§ **Your task**
Find every line in the listing below that contains the string "pole", and copy each of those lines. Matching is case-sensitive.
---
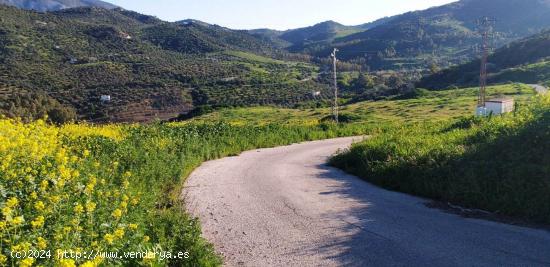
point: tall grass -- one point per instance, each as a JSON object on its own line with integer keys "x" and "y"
{"x": 117, "y": 188}
{"x": 501, "y": 164}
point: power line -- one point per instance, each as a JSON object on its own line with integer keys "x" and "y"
{"x": 335, "y": 107}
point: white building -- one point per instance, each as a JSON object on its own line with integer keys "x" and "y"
{"x": 496, "y": 106}
{"x": 105, "y": 98}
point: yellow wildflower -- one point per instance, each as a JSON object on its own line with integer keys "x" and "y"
{"x": 6, "y": 211}
{"x": 28, "y": 262}
{"x": 41, "y": 243}
{"x": 18, "y": 220}
{"x": 12, "y": 202}
{"x": 67, "y": 263}
{"x": 39, "y": 206}
{"x": 78, "y": 208}
{"x": 38, "y": 222}
{"x": 109, "y": 238}
{"x": 90, "y": 206}
{"x": 117, "y": 213}
{"x": 119, "y": 233}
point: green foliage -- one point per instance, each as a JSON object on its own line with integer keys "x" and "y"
{"x": 160, "y": 156}
{"x": 522, "y": 61}
{"x": 33, "y": 106}
{"x": 497, "y": 164}
{"x": 150, "y": 68}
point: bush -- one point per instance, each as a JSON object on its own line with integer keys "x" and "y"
{"x": 498, "y": 164}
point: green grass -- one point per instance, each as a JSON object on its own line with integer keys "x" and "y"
{"x": 161, "y": 156}
{"x": 499, "y": 164}
{"x": 427, "y": 106}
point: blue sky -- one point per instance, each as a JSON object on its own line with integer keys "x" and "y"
{"x": 275, "y": 14}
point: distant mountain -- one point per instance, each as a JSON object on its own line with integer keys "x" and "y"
{"x": 149, "y": 67}
{"x": 53, "y": 5}
{"x": 295, "y": 40}
{"x": 526, "y": 60}
{"x": 443, "y": 35}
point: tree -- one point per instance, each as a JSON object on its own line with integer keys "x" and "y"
{"x": 364, "y": 81}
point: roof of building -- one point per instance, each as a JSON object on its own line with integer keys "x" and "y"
{"x": 500, "y": 100}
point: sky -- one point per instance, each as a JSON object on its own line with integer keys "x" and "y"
{"x": 275, "y": 14}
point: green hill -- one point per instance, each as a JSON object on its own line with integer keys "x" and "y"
{"x": 150, "y": 68}
{"x": 52, "y": 5}
{"x": 444, "y": 35}
{"x": 526, "y": 60}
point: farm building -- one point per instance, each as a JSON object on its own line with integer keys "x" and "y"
{"x": 105, "y": 98}
{"x": 499, "y": 105}
{"x": 496, "y": 106}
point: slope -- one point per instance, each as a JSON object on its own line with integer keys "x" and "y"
{"x": 526, "y": 60}
{"x": 443, "y": 35}
{"x": 52, "y": 5}
{"x": 150, "y": 68}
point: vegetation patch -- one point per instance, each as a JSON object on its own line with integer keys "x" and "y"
{"x": 499, "y": 164}
{"x": 114, "y": 188}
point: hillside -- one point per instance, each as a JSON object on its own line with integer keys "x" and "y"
{"x": 526, "y": 60}
{"x": 320, "y": 34}
{"x": 149, "y": 67}
{"x": 444, "y": 35}
{"x": 52, "y": 5}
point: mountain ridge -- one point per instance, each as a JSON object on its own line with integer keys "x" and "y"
{"x": 55, "y": 5}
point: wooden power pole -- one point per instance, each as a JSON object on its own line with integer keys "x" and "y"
{"x": 335, "y": 106}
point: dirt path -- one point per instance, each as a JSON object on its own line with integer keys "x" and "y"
{"x": 285, "y": 207}
{"x": 539, "y": 88}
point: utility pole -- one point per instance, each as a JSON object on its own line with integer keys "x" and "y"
{"x": 485, "y": 25}
{"x": 335, "y": 106}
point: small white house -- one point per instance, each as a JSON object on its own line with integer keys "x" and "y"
{"x": 496, "y": 106}
{"x": 105, "y": 98}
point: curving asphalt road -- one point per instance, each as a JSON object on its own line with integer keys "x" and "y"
{"x": 284, "y": 207}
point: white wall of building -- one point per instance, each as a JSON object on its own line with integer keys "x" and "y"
{"x": 499, "y": 107}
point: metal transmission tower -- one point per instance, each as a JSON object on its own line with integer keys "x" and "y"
{"x": 335, "y": 106}
{"x": 485, "y": 27}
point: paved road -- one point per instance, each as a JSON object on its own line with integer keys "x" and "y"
{"x": 285, "y": 207}
{"x": 539, "y": 88}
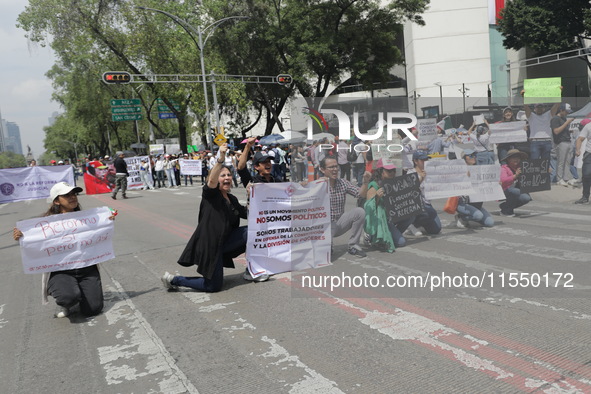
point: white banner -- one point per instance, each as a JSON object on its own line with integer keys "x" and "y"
{"x": 133, "y": 168}
{"x": 486, "y": 183}
{"x": 427, "y": 130}
{"x": 190, "y": 167}
{"x": 503, "y": 132}
{"x": 446, "y": 178}
{"x": 31, "y": 183}
{"x": 288, "y": 227}
{"x": 66, "y": 241}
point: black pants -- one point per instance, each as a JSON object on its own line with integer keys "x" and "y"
{"x": 82, "y": 285}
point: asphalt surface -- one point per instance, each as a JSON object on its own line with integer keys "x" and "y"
{"x": 280, "y": 336}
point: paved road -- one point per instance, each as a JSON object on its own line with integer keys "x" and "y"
{"x": 278, "y": 336}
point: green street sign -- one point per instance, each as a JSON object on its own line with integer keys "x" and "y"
{"x": 165, "y": 108}
{"x": 125, "y": 110}
{"x": 124, "y": 117}
{"x": 127, "y": 102}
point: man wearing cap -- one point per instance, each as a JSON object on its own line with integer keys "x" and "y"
{"x": 564, "y": 153}
{"x": 586, "y": 170}
{"x": 353, "y": 219}
{"x": 121, "y": 175}
{"x": 510, "y": 182}
{"x": 428, "y": 219}
{"x": 471, "y": 211}
{"x": 540, "y": 133}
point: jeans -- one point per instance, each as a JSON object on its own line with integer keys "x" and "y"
{"x": 235, "y": 240}
{"x": 160, "y": 178}
{"x": 353, "y": 220}
{"x": 120, "y": 183}
{"x": 428, "y": 220}
{"x": 540, "y": 149}
{"x": 471, "y": 213}
{"x": 170, "y": 177}
{"x": 515, "y": 199}
{"x": 81, "y": 285}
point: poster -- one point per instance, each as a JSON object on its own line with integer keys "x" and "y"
{"x": 504, "y": 132}
{"x": 31, "y": 183}
{"x": 66, "y": 241}
{"x": 289, "y": 227}
{"x": 486, "y": 183}
{"x": 446, "y": 178}
{"x": 535, "y": 176}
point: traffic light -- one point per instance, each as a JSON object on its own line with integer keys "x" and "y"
{"x": 284, "y": 79}
{"x": 111, "y": 77}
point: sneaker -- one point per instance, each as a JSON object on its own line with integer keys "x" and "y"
{"x": 167, "y": 281}
{"x": 261, "y": 278}
{"x": 461, "y": 223}
{"x": 562, "y": 182}
{"x": 356, "y": 251}
{"x": 61, "y": 312}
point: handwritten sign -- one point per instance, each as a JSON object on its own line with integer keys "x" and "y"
{"x": 486, "y": 183}
{"x": 66, "y": 241}
{"x": 31, "y": 183}
{"x": 446, "y": 178}
{"x": 535, "y": 176}
{"x": 504, "y": 132}
{"x": 289, "y": 227}
{"x": 402, "y": 197}
{"x": 542, "y": 90}
{"x": 191, "y": 167}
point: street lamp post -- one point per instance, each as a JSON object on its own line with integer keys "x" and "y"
{"x": 200, "y": 45}
{"x": 440, "y": 95}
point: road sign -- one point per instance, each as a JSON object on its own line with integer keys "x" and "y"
{"x": 125, "y": 110}
{"x": 220, "y": 139}
{"x": 124, "y": 117}
{"x": 116, "y": 103}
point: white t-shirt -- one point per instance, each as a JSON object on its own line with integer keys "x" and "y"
{"x": 539, "y": 125}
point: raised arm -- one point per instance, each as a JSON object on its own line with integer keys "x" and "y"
{"x": 212, "y": 180}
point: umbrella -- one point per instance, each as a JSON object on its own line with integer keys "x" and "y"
{"x": 271, "y": 139}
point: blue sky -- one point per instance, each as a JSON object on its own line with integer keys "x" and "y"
{"x": 25, "y": 92}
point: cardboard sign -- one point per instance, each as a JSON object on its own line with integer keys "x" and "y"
{"x": 402, "y": 197}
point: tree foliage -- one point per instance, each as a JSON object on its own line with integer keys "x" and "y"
{"x": 546, "y": 26}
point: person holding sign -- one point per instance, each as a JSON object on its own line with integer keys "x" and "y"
{"x": 218, "y": 237}
{"x": 381, "y": 231}
{"x": 474, "y": 211}
{"x": 540, "y": 130}
{"x": 75, "y": 286}
{"x": 561, "y": 133}
{"x": 509, "y": 181}
{"x": 342, "y": 221}
{"x": 428, "y": 219}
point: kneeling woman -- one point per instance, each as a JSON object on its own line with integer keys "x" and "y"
{"x": 218, "y": 237}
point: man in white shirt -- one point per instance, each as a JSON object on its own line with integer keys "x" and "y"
{"x": 540, "y": 130}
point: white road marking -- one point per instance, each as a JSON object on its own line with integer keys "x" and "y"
{"x": 139, "y": 345}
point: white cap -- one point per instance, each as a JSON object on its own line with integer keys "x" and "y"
{"x": 61, "y": 188}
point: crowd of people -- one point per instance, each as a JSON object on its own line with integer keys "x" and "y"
{"x": 219, "y": 237}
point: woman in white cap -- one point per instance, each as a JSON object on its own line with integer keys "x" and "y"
{"x": 75, "y": 286}
{"x": 510, "y": 173}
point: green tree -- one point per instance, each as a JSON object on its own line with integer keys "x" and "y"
{"x": 318, "y": 42}
{"x": 12, "y": 160}
{"x": 546, "y": 26}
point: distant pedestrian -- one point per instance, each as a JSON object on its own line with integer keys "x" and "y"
{"x": 121, "y": 176}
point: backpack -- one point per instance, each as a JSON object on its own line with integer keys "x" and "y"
{"x": 352, "y": 156}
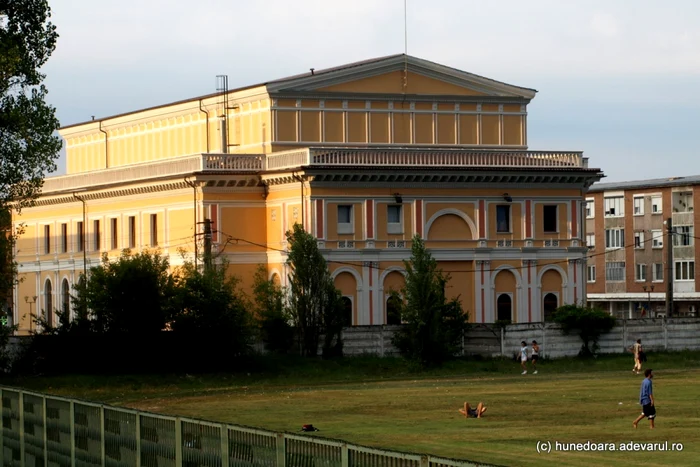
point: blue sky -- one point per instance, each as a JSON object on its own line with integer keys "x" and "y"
{"x": 617, "y": 79}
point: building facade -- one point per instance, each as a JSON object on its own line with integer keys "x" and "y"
{"x": 627, "y": 227}
{"x": 364, "y": 156}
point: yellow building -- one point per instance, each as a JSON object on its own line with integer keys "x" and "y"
{"x": 364, "y": 155}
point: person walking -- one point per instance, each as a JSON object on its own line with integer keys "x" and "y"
{"x": 535, "y": 356}
{"x": 646, "y": 400}
{"x": 636, "y": 349}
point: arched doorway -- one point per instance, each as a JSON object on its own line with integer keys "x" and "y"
{"x": 504, "y": 304}
{"x": 65, "y": 298}
{"x": 48, "y": 302}
{"x": 393, "y": 310}
{"x": 550, "y": 305}
{"x": 347, "y": 311}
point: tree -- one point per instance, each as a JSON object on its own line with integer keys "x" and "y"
{"x": 130, "y": 295}
{"x": 590, "y": 323}
{"x": 271, "y": 313}
{"x": 28, "y": 146}
{"x": 433, "y": 325}
{"x": 313, "y": 301}
{"x": 208, "y": 304}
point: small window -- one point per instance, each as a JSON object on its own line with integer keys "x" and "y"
{"x": 640, "y": 272}
{"x": 503, "y": 219}
{"x": 590, "y": 240}
{"x": 345, "y": 219}
{"x": 96, "y": 237}
{"x": 113, "y": 227}
{"x": 393, "y": 217}
{"x": 685, "y": 271}
{"x": 47, "y": 239}
{"x": 81, "y": 237}
{"x": 549, "y": 222}
{"x": 132, "y": 231}
{"x": 154, "y": 229}
{"x": 591, "y": 274}
{"x": 590, "y": 209}
{"x": 657, "y": 272}
{"x": 614, "y": 238}
{"x": 615, "y": 271}
{"x": 64, "y": 238}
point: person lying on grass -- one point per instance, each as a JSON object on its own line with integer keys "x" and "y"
{"x": 470, "y": 412}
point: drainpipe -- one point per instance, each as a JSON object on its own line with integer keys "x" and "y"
{"x": 82, "y": 200}
{"x": 207, "y": 129}
{"x": 194, "y": 206}
{"x": 106, "y": 146}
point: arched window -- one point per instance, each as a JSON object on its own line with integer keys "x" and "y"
{"x": 48, "y": 302}
{"x": 393, "y": 310}
{"x": 347, "y": 311}
{"x": 505, "y": 307}
{"x": 65, "y": 297}
{"x": 551, "y": 303}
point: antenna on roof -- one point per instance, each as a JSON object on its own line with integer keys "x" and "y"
{"x": 405, "y": 45}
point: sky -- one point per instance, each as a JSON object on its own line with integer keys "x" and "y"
{"x": 617, "y": 79}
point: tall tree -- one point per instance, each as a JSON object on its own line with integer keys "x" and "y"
{"x": 313, "y": 300}
{"x": 28, "y": 145}
{"x": 433, "y": 324}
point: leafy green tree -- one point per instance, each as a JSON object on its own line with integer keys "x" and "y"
{"x": 433, "y": 325}
{"x": 271, "y": 314}
{"x": 209, "y": 303}
{"x": 590, "y": 323}
{"x": 130, "y": 295}
{"x": 313, "y": 301}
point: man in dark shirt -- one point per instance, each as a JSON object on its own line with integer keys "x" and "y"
{"x": 646, "y": 399}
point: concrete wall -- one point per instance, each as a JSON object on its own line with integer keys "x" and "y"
{"x": 489, "y": 340}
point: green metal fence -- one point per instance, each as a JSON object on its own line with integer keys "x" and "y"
{"x": 50, "y": 431}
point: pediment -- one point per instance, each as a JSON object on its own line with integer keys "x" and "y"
{"x": 386, "y": 76}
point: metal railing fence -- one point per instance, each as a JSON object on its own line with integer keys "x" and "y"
{"x": 44, "y": 430}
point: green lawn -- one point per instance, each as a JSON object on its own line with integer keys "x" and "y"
{"x": 386, "y": 403}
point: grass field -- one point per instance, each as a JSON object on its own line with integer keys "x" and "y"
{"x": 386, "y": 403}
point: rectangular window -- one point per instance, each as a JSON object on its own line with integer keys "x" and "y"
{"x": 657, "y": 272}
{"x": 683, "y": 235}
{"x": 615, "y": 206}
{"x": 591, "y": 273}
{"x": 640, "y": 272}
{"x": 590, "y": 241}
{"x": 114, "y": 233}
{"x": 549, "y": 221}
{"x": 64, "y": 238}
{"x": 96, "y": 235}
{"x": 81, "y": 237}
{"x": 614, "y": 238}
{"x": 615, "y": 271}
{"x": 590, "y": 209}
{"x": 685, "y": 271}
{"x": 345, "y": 219}
{"x": 132, "y": 231}
{"x": 393, "y": 219}
{"x": 503, "y": 219}
{"x": 154, "y": 229}
{"x": 47, "y": 239}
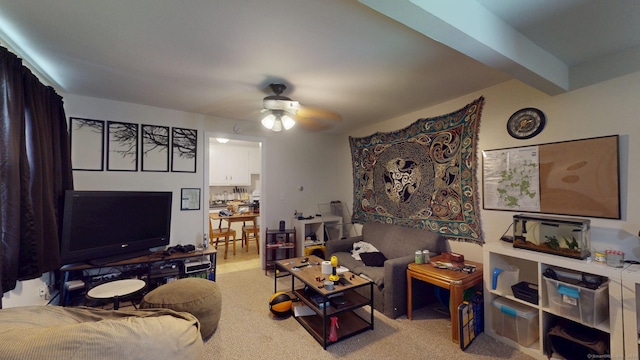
---
§ **Output of the task**
point: wooden power pole -- one point per instance, each as a JSON object on its own line with integer keys "x" and "y"
point: utility pole -- one point per instance, each as a JSON object on its own line with integer keys "x" and "y"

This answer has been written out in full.